Print the listing below in full. Alter nothing.
▶
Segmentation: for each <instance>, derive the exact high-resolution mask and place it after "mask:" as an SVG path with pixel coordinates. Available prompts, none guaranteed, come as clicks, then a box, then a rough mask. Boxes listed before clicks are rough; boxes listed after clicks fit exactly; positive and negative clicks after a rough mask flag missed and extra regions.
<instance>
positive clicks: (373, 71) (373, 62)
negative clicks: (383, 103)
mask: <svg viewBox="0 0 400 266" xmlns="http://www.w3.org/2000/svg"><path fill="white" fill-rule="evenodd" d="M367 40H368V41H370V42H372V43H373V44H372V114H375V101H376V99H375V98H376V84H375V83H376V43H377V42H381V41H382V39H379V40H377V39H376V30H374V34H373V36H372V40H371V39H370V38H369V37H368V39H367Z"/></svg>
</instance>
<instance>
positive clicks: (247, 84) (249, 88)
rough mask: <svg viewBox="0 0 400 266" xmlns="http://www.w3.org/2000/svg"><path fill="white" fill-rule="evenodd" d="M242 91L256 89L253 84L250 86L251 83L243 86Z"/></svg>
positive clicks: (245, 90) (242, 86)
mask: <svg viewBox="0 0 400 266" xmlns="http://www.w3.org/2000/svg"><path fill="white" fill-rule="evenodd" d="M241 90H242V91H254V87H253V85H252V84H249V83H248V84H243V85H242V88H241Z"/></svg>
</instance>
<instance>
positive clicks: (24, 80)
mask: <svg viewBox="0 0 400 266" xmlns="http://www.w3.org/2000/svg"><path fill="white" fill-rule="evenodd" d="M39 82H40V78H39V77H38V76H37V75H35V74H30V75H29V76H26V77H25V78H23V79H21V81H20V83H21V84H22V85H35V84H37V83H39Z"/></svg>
◀
ANSWER TO THE EXERCISE:
Segmentation: for each <instance>, derive the exact high-resolution mask and place it after "mask:" as an SVG path with pixel coordinates. Available prompts, none guaranteed, come as clicks, then a box, then a rough mask. Boxes listed before clicks are rough; boxes listed after clicks fit exactly; positive and negative clicks after a rough mask flag missed and extra regions.
<instance>
positive clicks: (373, 71) (373, 62)
negative clicks: (383, 103)
mask: <svg viewBox="0 0 400 266" xmlns="http://www.w3.org/2000/svg"><path fill="white" fill-rule="evenodd" d="M367 40H368V41H370V42H372V43H373V44H372V114H375V101H376V99H375V98H376V84H375V83H376V43H377V42H381V41H382V39H379V40H377V39H376V30H374V34H373V36H372V40H371V39H370V38H369V37H368V39H367Z"/></svg>
</instance>
<instance>
positive clicks: (247, 84) (249, 88)
rough mask: <svg viewBox="0 0 400 266" xmlns="http://www.w3.org/2000/svg"><path fill="white" fill-rule="evenodd" d="M242 91L256 89L253 84L250 86L251 83L243 86Z"/></svg>
positive clicks: (245, 90) (242, 86)
mask: <svg viewBox="0 0 400 266" xmlns="http://www.w3.org/2000/svg"><path fill="white" fill-rule="evenodd" d="M241 90H242V91H254V87H253V85H252V84H249V83H248V84H243V85H242V88H241Z"/></svg>
</instance>
<instance>
positive clicks: (24, 80)
mask: <svg viewBox="0 0 400 266" xmlns="http://www.w3.org/2000/svg"><path fill="white" fill-rule="evenodd" d="M39 82H40V78H39V77H38V76H37V75H35V74H30V75H29V76H26V77H25V78H23V79H21V81H20V83H21V84H22V85H35V84H37V83H39Z"/></svg>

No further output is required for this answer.